[Provided information Boundary: Start]
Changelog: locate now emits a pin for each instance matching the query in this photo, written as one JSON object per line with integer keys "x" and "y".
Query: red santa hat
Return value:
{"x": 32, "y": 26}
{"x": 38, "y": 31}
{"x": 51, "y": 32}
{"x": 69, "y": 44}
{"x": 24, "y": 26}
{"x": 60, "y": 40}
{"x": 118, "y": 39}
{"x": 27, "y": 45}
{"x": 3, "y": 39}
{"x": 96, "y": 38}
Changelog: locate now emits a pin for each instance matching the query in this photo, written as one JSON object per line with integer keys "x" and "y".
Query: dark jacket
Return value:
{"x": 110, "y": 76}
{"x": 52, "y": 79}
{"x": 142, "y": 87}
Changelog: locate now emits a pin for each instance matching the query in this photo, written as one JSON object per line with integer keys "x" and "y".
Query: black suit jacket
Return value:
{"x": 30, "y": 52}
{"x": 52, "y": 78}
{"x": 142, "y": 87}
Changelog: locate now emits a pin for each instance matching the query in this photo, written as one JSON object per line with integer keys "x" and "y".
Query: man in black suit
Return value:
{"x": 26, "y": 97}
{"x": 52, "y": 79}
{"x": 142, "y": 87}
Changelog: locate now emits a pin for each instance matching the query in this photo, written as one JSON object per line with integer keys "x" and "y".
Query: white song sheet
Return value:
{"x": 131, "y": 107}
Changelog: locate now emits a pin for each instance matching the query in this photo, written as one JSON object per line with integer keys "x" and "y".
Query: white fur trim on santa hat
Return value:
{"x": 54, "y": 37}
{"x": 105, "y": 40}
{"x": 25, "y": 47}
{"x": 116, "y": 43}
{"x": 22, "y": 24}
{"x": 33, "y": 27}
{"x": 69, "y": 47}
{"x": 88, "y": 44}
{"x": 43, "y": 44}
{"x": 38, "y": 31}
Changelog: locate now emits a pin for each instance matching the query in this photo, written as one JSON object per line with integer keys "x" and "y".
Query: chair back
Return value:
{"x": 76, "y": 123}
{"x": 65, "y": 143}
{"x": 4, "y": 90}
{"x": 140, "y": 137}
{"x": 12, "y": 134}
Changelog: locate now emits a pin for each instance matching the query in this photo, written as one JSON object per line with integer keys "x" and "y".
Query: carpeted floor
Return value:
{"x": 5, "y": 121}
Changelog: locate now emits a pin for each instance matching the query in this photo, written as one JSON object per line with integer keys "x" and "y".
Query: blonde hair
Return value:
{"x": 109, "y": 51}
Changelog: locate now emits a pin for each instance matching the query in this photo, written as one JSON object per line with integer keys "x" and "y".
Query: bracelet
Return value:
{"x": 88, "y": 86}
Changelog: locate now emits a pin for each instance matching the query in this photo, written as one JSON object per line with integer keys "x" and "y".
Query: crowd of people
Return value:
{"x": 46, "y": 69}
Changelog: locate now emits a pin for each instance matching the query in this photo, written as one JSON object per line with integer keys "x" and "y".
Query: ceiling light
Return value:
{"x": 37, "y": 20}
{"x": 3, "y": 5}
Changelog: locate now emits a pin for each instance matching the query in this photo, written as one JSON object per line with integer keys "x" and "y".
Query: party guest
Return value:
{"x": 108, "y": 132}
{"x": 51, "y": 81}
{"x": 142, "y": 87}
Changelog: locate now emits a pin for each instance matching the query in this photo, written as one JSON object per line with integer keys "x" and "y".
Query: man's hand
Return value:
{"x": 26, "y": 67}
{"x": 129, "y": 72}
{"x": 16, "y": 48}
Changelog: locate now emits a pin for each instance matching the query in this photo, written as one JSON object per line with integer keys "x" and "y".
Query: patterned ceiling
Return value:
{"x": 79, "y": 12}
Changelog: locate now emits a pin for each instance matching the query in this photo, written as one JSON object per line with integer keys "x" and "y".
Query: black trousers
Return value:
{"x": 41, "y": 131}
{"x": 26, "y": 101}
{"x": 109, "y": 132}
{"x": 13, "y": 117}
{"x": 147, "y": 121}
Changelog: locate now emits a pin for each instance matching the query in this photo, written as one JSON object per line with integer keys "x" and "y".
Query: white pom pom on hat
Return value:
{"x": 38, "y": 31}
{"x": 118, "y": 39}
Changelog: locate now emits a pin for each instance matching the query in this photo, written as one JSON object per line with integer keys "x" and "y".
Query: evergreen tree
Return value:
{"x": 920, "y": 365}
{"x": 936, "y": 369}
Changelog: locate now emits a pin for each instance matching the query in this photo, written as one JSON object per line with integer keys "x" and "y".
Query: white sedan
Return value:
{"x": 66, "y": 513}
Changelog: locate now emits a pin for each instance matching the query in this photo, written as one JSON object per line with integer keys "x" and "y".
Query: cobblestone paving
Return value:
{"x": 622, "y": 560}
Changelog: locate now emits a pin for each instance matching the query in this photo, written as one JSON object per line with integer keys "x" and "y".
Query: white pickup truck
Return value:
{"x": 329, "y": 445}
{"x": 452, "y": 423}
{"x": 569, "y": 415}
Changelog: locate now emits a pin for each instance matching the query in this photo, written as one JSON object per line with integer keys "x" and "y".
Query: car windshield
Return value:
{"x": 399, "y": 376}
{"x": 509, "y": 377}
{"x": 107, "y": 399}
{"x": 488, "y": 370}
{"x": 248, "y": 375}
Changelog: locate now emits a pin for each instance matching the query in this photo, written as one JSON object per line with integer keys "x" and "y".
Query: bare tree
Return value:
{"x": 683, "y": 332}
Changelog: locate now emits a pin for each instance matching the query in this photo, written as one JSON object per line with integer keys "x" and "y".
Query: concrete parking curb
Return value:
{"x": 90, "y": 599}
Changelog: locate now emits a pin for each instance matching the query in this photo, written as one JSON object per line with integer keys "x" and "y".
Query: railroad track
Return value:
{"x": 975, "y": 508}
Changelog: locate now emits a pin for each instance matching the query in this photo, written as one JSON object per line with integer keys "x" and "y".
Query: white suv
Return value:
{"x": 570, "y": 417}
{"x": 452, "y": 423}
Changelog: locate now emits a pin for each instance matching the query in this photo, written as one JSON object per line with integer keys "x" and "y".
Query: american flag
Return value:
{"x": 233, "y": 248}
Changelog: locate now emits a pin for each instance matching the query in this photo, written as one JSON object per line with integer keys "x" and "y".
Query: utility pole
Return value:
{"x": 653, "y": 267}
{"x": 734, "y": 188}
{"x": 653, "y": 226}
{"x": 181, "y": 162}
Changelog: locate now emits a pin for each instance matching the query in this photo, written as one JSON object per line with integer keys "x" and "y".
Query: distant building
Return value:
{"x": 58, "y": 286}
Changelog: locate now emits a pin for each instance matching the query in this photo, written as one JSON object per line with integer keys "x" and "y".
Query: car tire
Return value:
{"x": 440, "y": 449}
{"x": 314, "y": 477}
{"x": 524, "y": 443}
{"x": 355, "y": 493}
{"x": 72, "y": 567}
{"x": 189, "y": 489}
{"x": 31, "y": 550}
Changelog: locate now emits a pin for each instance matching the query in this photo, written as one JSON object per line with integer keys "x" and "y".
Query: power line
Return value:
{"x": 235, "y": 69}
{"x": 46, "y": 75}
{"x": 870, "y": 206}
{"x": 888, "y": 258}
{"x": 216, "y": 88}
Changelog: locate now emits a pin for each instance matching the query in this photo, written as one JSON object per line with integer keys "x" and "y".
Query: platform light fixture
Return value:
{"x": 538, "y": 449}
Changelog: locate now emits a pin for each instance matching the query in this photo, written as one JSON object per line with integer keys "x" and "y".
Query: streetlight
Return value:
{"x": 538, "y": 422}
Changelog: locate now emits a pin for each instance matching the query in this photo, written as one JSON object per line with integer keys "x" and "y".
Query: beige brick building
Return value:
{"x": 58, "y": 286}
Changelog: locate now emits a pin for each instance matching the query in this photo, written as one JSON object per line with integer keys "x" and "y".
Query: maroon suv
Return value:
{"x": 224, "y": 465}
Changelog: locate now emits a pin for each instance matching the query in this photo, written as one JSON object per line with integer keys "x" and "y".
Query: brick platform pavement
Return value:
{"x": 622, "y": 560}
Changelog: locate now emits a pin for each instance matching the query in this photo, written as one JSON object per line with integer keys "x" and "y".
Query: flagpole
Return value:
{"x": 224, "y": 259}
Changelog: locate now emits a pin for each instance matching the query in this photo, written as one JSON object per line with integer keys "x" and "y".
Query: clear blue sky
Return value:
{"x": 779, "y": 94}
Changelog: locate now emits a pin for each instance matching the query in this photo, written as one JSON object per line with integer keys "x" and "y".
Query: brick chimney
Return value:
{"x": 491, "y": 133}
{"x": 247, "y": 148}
[Provided information Boundary: End]
Activity: An exact copy of the data is needed, running from its first line through the line that holds "Query: dark jacket", and nothing beyond that.

Answer:
Changelog: locate now emits a pin for each instance matching the query in this photo, written as one JSON object per line with integer keys "x" and "y".
Query: red santa hat
Return value:
{"x": 32, "y": 26}
{"x": 38, "y": 31}
{"x": 51, "y": 32}
{"x": 69, "y": 44}
{"x": 24, "y": 26}
{"x": 60, "y": 40}
{"x": 118, "y": 39}
{"x": 27, "y": 45}
{"x": 3, "y": 39}
{"x": 96, "y": 38}
Changelog: locate now emits a pin for each instance matching the query in this photo, written as one JSON object per line with integer keys "x" and "y".
Query: dark jacket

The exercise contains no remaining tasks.